* BEGIN Provided information *

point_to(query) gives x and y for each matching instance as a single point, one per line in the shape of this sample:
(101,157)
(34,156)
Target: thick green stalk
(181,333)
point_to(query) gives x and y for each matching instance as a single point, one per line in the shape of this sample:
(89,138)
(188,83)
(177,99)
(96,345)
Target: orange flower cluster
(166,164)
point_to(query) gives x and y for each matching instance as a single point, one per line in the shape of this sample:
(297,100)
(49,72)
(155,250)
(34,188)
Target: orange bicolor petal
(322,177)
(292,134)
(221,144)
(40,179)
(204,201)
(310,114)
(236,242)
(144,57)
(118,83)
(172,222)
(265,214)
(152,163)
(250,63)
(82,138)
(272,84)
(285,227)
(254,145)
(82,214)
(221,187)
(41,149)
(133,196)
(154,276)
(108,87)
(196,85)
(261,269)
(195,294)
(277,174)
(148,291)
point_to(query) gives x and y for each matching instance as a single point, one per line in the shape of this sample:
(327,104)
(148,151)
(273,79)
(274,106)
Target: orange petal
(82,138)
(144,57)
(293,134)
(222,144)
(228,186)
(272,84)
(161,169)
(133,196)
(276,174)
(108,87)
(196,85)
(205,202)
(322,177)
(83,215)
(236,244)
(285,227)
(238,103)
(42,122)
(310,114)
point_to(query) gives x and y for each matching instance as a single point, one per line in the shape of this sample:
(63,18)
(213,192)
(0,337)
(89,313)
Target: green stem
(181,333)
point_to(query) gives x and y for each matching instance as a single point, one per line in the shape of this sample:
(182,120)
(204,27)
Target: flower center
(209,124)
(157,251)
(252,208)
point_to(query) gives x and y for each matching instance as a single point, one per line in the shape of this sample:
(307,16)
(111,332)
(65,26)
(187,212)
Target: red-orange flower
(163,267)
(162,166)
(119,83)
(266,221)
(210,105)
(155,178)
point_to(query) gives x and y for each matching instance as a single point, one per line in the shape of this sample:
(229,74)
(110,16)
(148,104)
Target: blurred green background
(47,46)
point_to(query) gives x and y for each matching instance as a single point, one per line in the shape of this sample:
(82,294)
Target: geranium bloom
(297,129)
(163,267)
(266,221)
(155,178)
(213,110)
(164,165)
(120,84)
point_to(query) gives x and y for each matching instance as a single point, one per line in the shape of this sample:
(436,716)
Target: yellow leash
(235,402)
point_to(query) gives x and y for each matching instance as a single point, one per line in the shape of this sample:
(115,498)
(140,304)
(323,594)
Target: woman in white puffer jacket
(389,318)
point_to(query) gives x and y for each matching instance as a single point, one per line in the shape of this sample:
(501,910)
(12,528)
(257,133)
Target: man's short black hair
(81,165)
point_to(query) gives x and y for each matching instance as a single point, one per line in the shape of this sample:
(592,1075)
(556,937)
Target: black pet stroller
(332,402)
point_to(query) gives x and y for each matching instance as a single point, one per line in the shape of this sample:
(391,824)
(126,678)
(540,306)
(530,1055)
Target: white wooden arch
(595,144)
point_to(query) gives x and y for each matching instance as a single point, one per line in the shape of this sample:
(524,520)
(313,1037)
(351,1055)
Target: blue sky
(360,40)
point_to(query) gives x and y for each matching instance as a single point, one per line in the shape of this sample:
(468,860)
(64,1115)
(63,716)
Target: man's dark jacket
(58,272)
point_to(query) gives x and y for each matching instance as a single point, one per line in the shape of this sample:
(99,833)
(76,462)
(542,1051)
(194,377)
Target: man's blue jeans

* END Provided information *

-- Task prompt --
Write out the full listing exactly as given.

-- Answer in full --
point_to(query) gives x and y for each matching instance as a single point, one per line in the shape of this sample:
(101,157)
(34,156)
Target: thick green stalk
(181,333)
point_to(query) gives x and y for each matching instance as a single point, one per line in the shape of this sample:
(89,138)
(188,83)
(177,99)
(96,345)
Target: orange flower cluster
(166,164)
point_to(query) gives x and y for each matching instance as a single point, one per line in the shape of this sample:
(297,100)
(49,72)
(155,250)
(34,188)
Target: orange bicolor petal
(322,177)
(292,134)
(221,144)
(40,179)
(204,201)
(310,114)
(236,242)
(144,57)
(118,83)
(172,222)
(265,214)
(152,163)
(250,63)
(82,138)
(272,84)
(285,227)
(254,145)
(82,214)
(221,187)
(41,149)
(133,196)
(154,276)
(108,87)
(196,85)
(261,269)
(195,294)
(277,174)
(148,291)
point_to(query) gives x and y for each matching instance as a single point, one per line in the shape of this sample:
(327,104)
(148,151)
(273,79)
(274,106)
Target: orange petal
(82,138)
(144,57)
(293,134)
(222,144)
(228,186)
(272,84)
(161,169)
(133,196)
(276,174)
(108,87)
(196,85)
(205,202)
(322,177)
(83,215)
(236,244)
(285,227)
(238,103)
(42,122)
(310,114)
point_to(query) gives x and y for each matching instance as a single point, one per line in the shape of this sample:
(63,18)
(213,192)
(0,337)
(89,313)
Target: green stem
(181,333)
point_to(query) gives x and y for each matching instance as a single point, one per line in the shape of this sample:
(182,120)
(204,27)
Target: flower center
(209,124)
(157,251)
(252,208)
point_to(query) gives x and y for each matching instance as a single point, one per line in the shape of this sample:
(307,16)
(111,332)
(65,26)
(187,212)
Target: red-orange flower
(163,267)
(162,166)
(119,83)
(266,221)
(210,105)
(155,178)
point_to(query) gives x and y for each matching instance as a single point, one per line in the shape of this sample:
(229,74)
(110,16)
(148,104)
Target: blurred green background
(47,46)
point_to(query) gives x and y for each matching instance as a single point, one per line in the shape of this sample:
(82,294)
Target: geranium bloom
(297,129)
(163,267)
(266,221)
(155,178)
(213,110)
(164,165)
(120,84)
point_to(query) gives x and y for each matching instance as a single point, one per line in the shape of this sample:
(436,716)
Target: yellow leash
(235,402)
point_to(query) gives x and y for each matching instance as a single point, one per line in the shape of this sample:
(115,498)
(140,304)
(323,594)
Target: woman in white puffer jacket
(389,318)
point_to(query) gives x and y for each matching instance as a single point, one per line in the shape of this sample:
(501,910)
(12,528)
(257,133)
Target: man's short black hair
(81,165)
point_to(query) gives x and y for each matching instance as a single point, one per line in the shape of this sample:
(592,1075)
(556,937)
Target: black pet stroller
(332,402)
point_to(query) gives x and y for each matching instance as a single point, one per line in the shape of this sample:
(391,824)
(126,678)
(540,306)
(530,1055)
Target: white wooden arch
(595,144)
point_to(query) gives x and y for each matching instance as a single point, one per line in the shape of this sample:
(524,520)
(313,1037)
(351,1055)
Target: blue sky
(360,40)
point_to(query) gives x and y for each matching instance as a single point, one per line in the shape of this sample:
(468,860)
(64,1115)
(63,716)
Target: man's dark jacket
(58,272)
point_to(query) gives x and y for each matching instance as a single point, one per line in the shape of this sample:
(99,833)
(76,462)
(542,1051)
(194,377)
Target: man's blue jeans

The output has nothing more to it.